Any further extension would adversely affect the return filing discipline and shall also cause injustice to those who have taken pains to file the return before the due date. It would also postpone the collection of revenue thereby hampering the efforts of the Government to provide relief to the poor during these COVID times.

10. In this regard, the decisions of the Hon’ble Supreme Court have also been considered. The Hon’ble Supreme Court in the case of Govt. of A.P. v. N. Subbarayudu, (2008) 14 SCC 702 = 2008 (3) TMI 738 - SUPREME COURT at page 703:

“5. In a catena of decisions of this Court it has been held that the cut-off date is fixed by the executive authority keeping in view the economic conditions, financial constraints and many other administrative and other attending circumstances. This Court is also of the view that fixing cut-off dates is within the domain of the executive authority and the court should not normally interfere with the fixation of cut-off date by the executive authority unless such order appears to be on the face of it blatantly discriminatory and arbitrary. (See State of Punjab v. Amar Nath Goyal 1(2005) 6 SCC 754 : 2005 SCC (L&S) 910 = 2005 (8) TMI 717 - SUPREME COURT].

****

7.There may be various considerations in the mind of the executive authorities due to which a particular cut-off date has been fixed. These considerations can be financial, administrative or other considerations. The court must exercise judicial restraint and must ordinarily leave it to the executive authorities to fix the cut-off date. The Government must be left with some leeway and free play at the joints in this connection.

8. In fact several decisions of this Court have gone to the extent of saying that the choice of a cut-off date cannot be dubbed as arbitrary even if no particular reason is given for the same in the counter-affidavit filed by the Government (unless it is shown to be totally capricious or whimsical), vide State of Bihar v. Ramjee Prasad [(1990) 3 SCC 368: 1991 SCC (L&S) 51] = 1990 (4) TMI 294 - SUPREME COURT , Union of India v. Sudhir Kumar Jaiswal [(1994) 4 SCC 212: 1994 SCC (L&S) 925 : ‘1994) 27 ATC 561 = 1994 (5) TMI 273 - SUPREME COURT] (vide SCC para 5), Ramrao v. All India Backward Class Bank Employees Welfare Assn. 1(2004) 2 SCC 76 2004 SCC (L&S) 337 = 2004 (1) TMI 709 - SUPREME COURT] (vide SCC para 31), University Grants Commission v. Sadhana Chaudhary [(1996) 10 SCC 536: 1996 SCC (L&S) 1431= 1996 (9) TMI 601 - SUPREME COURT] , etc. It follows, therefore, that even if no reason has been given in the counter-affidavit of the Government or the executive authority as to why a particular cut-off date has been chosen, the court must still not declare that date to be arbitrary and violative of Article 14 unless the said cut-off date leads to some blatantly capricious or outrageous result.”

> Given information:
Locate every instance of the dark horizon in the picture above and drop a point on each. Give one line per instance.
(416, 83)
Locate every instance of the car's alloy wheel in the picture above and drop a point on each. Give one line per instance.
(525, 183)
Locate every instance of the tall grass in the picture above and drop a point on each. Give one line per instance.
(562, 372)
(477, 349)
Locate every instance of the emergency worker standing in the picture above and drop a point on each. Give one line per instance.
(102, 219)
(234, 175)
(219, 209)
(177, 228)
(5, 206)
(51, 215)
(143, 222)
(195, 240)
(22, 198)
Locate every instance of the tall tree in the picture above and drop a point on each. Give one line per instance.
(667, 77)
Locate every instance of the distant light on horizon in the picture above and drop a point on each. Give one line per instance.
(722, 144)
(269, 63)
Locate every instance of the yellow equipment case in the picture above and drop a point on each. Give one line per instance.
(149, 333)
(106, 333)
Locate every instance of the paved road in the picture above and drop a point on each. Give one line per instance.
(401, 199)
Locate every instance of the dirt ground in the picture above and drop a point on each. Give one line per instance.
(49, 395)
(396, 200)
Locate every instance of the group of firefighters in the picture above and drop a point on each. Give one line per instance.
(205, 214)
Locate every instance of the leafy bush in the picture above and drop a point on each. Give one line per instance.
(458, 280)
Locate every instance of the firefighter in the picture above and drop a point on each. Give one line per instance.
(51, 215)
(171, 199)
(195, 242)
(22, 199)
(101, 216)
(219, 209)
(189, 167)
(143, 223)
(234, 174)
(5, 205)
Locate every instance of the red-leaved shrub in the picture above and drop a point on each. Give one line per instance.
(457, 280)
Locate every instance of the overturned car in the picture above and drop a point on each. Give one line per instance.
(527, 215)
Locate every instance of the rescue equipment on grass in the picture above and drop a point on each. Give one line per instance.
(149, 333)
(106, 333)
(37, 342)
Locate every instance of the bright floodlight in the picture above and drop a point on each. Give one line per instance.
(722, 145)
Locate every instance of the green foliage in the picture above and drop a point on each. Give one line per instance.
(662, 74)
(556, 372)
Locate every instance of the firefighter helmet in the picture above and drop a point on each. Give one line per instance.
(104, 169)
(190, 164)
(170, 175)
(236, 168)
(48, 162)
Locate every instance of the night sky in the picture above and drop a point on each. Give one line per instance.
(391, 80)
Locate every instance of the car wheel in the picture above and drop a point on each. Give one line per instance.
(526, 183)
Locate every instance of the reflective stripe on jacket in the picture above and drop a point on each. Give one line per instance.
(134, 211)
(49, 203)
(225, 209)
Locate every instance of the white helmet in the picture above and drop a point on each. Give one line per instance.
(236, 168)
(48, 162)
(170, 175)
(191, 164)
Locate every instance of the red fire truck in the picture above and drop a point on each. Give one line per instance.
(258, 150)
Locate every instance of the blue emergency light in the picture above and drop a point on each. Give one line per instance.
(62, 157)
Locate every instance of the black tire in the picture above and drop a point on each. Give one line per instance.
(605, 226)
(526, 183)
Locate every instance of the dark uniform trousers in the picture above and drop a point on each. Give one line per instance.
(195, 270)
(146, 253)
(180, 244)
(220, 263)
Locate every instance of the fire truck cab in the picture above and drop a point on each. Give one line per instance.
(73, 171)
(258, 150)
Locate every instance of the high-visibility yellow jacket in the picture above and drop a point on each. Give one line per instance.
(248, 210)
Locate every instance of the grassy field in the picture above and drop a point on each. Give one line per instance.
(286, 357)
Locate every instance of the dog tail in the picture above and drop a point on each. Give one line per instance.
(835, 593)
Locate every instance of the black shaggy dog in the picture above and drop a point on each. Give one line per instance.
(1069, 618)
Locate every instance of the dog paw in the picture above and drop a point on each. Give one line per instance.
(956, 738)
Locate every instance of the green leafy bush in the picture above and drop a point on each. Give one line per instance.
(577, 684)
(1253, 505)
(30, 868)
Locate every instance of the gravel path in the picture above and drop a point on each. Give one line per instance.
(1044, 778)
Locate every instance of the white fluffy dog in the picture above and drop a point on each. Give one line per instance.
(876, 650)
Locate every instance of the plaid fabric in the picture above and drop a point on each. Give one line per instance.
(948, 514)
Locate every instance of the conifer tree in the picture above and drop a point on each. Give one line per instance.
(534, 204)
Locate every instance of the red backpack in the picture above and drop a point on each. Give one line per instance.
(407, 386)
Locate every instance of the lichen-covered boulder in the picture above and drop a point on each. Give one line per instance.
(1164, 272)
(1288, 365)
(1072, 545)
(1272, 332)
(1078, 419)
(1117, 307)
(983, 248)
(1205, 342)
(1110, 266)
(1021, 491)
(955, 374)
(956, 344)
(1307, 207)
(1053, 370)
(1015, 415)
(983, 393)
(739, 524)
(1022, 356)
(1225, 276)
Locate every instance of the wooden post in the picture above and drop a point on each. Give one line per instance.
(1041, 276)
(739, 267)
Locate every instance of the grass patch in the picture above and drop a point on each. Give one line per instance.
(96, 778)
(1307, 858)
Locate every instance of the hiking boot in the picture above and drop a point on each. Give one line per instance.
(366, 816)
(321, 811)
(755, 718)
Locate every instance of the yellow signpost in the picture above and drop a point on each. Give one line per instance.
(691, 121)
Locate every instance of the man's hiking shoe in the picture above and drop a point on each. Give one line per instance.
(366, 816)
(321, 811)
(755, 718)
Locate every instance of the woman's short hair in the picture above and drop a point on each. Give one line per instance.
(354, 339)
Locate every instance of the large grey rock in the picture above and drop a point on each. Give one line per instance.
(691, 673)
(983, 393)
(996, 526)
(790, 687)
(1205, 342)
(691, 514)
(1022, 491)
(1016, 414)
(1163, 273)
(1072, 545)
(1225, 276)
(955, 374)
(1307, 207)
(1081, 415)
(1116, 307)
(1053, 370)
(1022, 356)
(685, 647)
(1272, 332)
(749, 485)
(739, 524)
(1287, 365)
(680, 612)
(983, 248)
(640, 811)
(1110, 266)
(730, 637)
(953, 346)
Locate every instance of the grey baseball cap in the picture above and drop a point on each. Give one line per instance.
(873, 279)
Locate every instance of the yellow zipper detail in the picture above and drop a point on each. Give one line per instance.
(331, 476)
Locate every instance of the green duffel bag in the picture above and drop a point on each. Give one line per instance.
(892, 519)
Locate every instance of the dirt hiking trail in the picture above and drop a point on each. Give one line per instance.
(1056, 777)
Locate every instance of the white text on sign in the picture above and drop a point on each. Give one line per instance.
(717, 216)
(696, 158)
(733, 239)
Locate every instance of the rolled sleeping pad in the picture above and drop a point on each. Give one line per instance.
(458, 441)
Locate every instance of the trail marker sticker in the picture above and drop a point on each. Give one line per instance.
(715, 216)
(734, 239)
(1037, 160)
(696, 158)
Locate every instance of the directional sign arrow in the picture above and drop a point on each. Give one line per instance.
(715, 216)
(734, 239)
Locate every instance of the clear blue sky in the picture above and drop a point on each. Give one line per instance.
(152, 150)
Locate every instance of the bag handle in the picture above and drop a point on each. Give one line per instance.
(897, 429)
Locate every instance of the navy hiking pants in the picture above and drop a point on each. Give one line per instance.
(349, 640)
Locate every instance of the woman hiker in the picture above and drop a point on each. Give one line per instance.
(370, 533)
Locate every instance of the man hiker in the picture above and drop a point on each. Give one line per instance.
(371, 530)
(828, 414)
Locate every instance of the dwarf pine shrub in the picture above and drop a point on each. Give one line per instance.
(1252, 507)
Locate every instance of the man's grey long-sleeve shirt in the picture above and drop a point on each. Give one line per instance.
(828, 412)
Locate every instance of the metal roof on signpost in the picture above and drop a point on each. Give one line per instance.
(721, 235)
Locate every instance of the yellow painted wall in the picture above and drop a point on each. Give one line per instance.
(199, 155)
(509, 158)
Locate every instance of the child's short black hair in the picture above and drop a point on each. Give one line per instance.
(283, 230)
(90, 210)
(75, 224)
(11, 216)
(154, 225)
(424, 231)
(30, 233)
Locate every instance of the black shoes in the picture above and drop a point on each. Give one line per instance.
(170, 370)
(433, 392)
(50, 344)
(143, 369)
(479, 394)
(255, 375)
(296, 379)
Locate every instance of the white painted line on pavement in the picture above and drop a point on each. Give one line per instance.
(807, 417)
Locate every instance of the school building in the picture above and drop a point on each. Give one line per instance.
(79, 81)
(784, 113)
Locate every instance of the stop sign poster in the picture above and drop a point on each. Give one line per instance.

> Assigned task A:
Name every court case that the passage on cut-off dates cites by party names, in the order each first appears.
> Assigned task B:
Transcribe the passage on cut-off dates word for word, from "7.There may be" down to "in this connection.".
The lines are separate material from the passage on cut-off dates.

> Your response A:
1. Govt. of A.P. v. N. Subbarayudu
2. State of Punjab v. Amar Nath Goyal
3. State of Bihar v. Ramjee Prasad
4. Union of India v. Sudhir Kumar Jaiswal
5. Ramrao v. All India Backward Class Bank Employees Welfare Assn.
6. University Grants Commission v. Sadhana Chaudhary

> Your response B:
7.There may be various considerations in the mind of the executive authorities due to which a particular cut-off date has been fixed. These considerations can be financial, administrative or other considerations. The court must exercise judicial restraint and must ordinarily leave it to the executive authorities to fix the cut-off date. The Government must be left with some leeway and free play at the joints in this connection.